→ **How to complete this task**
In the entries below, print exactly the lines from the first through the one with "Task: indicate the bowl", both included, and none of the pictures.

→ **Provided data**
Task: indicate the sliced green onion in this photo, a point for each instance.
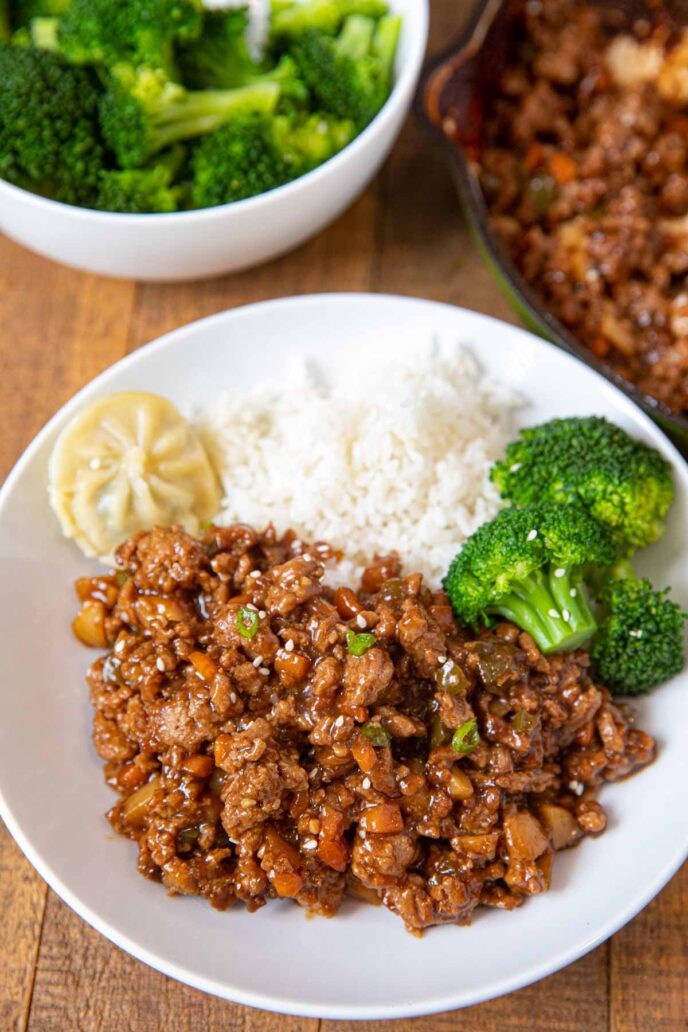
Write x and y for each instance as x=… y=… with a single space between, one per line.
x=358 y=644
x=466 y=737
x=379 y=736
x=248 y=622
x=111 y=672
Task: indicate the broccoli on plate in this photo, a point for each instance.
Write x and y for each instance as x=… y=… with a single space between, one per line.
x=291 y=18
x=253 y=155
x=641 y=638
x=350 y=74
x=141 y=190
x=144 y=32
x=50 y=137
x=527 y=566
x=220 y=59
x=623 y=482
x=142 y=111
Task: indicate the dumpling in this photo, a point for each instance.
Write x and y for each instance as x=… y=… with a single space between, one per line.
x=128 y=462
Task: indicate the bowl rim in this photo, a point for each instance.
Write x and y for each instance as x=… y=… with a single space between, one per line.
x=537 y=970
x=469 y=42
x=403 y=84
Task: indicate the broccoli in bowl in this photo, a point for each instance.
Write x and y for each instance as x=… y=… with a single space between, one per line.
x=167 y=105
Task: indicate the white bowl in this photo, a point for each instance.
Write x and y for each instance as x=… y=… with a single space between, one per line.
x=362 y=964
x=209 y=242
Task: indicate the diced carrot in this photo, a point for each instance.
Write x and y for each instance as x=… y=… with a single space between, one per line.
x=562 y=167
x=292 y=668
x=89 y=624
x=385 y=818
x=287 y=884
x=203 y=665
x=130 y=777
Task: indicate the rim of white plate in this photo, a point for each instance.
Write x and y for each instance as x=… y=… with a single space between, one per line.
x=283 y=1003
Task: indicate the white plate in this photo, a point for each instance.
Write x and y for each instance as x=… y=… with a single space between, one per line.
x=362 y=964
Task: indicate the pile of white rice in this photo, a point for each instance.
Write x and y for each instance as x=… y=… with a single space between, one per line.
x=392 y=458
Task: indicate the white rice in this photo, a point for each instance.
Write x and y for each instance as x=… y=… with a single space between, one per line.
x=394 y=457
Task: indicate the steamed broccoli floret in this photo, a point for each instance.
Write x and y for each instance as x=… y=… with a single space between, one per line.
x=104 y=32
x=50 y=138
x=220 y=59
x=5 y=22
x=641 y=639
x=350 y=74
x=42 y=33
x=23 y=11
x=527 y=567
x=138 y=191
x=253 y=155
x=292 y=19
x=623 y=482
x=142 y=111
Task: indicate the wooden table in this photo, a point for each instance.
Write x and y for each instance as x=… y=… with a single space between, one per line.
x=59 y=328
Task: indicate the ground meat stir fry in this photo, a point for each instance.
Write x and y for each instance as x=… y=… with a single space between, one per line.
x=584 y=165
x=270 y=737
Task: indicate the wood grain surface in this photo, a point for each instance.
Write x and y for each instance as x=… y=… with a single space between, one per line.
x=58 y=329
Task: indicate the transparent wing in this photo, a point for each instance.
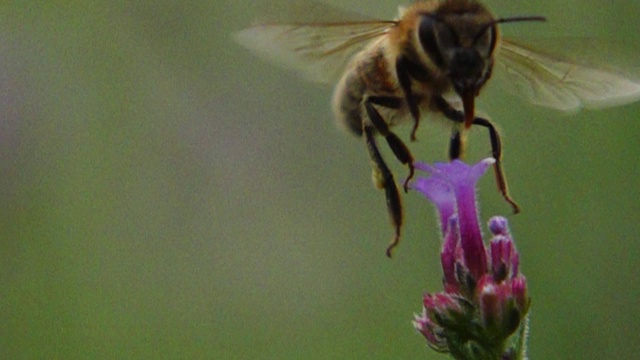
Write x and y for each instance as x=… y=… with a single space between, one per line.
x=318 y=49
x=563 y=84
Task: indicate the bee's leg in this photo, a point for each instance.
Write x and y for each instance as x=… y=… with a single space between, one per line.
x=384 y=179
x=398 y=147
x=456 y=146
x=496 y=151
x=404 y=71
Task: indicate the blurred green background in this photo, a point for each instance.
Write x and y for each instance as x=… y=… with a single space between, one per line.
x=167 y=195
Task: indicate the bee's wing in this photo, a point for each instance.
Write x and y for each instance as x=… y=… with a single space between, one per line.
x=318 y=49
x=562 y=84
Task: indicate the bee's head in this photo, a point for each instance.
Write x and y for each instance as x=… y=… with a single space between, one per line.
x=462 y=44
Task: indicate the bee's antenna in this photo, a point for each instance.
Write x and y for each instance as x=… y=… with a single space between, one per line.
x=506 y=20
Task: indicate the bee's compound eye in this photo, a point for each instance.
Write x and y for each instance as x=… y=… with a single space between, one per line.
x=428 y=34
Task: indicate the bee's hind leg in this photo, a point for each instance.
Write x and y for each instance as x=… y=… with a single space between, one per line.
x=400 y=150
x=383 y=178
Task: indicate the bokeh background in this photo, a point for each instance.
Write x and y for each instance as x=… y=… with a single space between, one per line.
x=166 y=195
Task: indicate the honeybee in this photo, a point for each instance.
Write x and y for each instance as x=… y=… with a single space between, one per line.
x=435 y=51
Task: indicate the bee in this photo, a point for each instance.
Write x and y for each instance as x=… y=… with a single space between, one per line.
x=435 y=55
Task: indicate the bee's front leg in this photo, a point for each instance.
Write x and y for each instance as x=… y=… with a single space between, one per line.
x=456 y=146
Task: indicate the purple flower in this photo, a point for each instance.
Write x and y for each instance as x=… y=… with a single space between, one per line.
x=481 y=314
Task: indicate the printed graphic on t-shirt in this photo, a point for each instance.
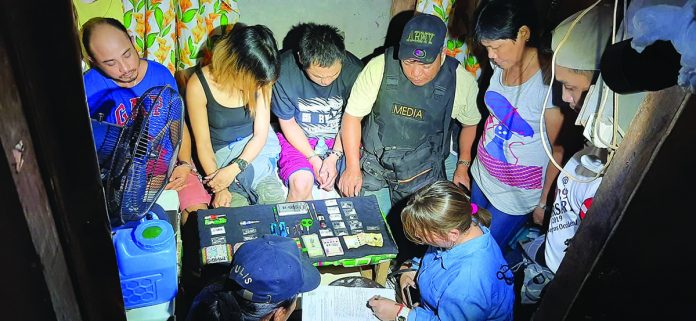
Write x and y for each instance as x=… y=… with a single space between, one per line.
x=122 y=113
x=498 y=155
x=320 y=117
x=562 y=216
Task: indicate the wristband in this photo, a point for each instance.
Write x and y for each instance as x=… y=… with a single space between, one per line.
x=402 y=314
x=338 y=153
x=466 y=163
x=184 y=163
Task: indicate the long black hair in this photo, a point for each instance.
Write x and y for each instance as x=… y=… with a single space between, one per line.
x=502 y=20
x=246 y=59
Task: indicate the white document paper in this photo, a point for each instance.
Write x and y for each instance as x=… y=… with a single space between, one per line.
x=339 y=303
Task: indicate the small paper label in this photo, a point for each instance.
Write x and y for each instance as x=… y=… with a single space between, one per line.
x=217 y=230
x=217 y=254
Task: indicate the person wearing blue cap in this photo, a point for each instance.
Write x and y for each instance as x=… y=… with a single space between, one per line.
x=409 y=95
x=265 y=277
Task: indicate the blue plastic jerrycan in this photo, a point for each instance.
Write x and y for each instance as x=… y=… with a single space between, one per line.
x=146 y=257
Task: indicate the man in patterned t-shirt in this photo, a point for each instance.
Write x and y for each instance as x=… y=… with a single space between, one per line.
x=308 y=98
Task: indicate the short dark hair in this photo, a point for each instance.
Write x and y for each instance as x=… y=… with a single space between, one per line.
x=322 y=45
x=254 y=311
x=502 y=19
x=91 y=24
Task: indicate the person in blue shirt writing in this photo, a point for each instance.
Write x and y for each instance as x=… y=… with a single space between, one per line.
x=463 y=275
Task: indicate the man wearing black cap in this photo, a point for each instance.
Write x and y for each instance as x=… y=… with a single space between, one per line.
x=265 y=278
x=410 y=95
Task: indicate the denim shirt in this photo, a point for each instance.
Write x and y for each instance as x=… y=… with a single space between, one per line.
x=470 y=281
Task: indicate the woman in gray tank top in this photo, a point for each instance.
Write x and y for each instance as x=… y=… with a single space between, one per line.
x=228 y=104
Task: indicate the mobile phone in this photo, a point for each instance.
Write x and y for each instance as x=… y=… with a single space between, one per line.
x=412 y=296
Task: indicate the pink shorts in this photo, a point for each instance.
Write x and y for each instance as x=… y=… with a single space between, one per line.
x=193 y=193
x=291 y=160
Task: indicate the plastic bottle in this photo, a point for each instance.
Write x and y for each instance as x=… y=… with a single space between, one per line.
x=146 y=257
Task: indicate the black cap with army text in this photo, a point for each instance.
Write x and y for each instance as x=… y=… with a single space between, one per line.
x=422 y=39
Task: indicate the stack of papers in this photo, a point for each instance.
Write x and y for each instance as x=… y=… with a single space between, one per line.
x=339 y=303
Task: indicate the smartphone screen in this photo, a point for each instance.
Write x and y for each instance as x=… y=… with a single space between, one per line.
x=412 y=296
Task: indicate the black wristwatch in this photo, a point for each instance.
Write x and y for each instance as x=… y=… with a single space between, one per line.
x=241 y=163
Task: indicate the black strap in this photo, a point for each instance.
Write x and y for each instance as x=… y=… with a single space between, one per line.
x=204 y=83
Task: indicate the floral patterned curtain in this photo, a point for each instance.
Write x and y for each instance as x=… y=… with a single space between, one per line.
x=177 y=33
x=455 y=47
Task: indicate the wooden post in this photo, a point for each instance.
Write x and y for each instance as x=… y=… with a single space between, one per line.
x=55 y=201
x=625 y=215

→ **Response area**
Task: indicate the sliced green onion in this photo, a point for each instance.
Write x and y for each instance as x=… y=… with a single space between, one per line.
x=358 y=644
x=466 y=737
x=379 y=736
x=248 y=622
x=111 y=672
Task: indicate the broccoli on plate in this photo, a point for each instance.
Write x and y for each instance as x=… y=… with a single space between, one per line.
x=291 y=18
x=253 y=155
x=641 y=638
x=350 y=74
x=141 y=190
x=144 y=32
x=50 y=137
x=527 y=566
x=220 y=59
x=623 y=482
x=142 y=111
Task: indicate the dumpling in this photo, a point for each instance.
Write x and y for each instance as x=… y=… with a single space between, one per line.
x=128 y=462
Task: indicate the bowl rim in this photo, a point for each instance.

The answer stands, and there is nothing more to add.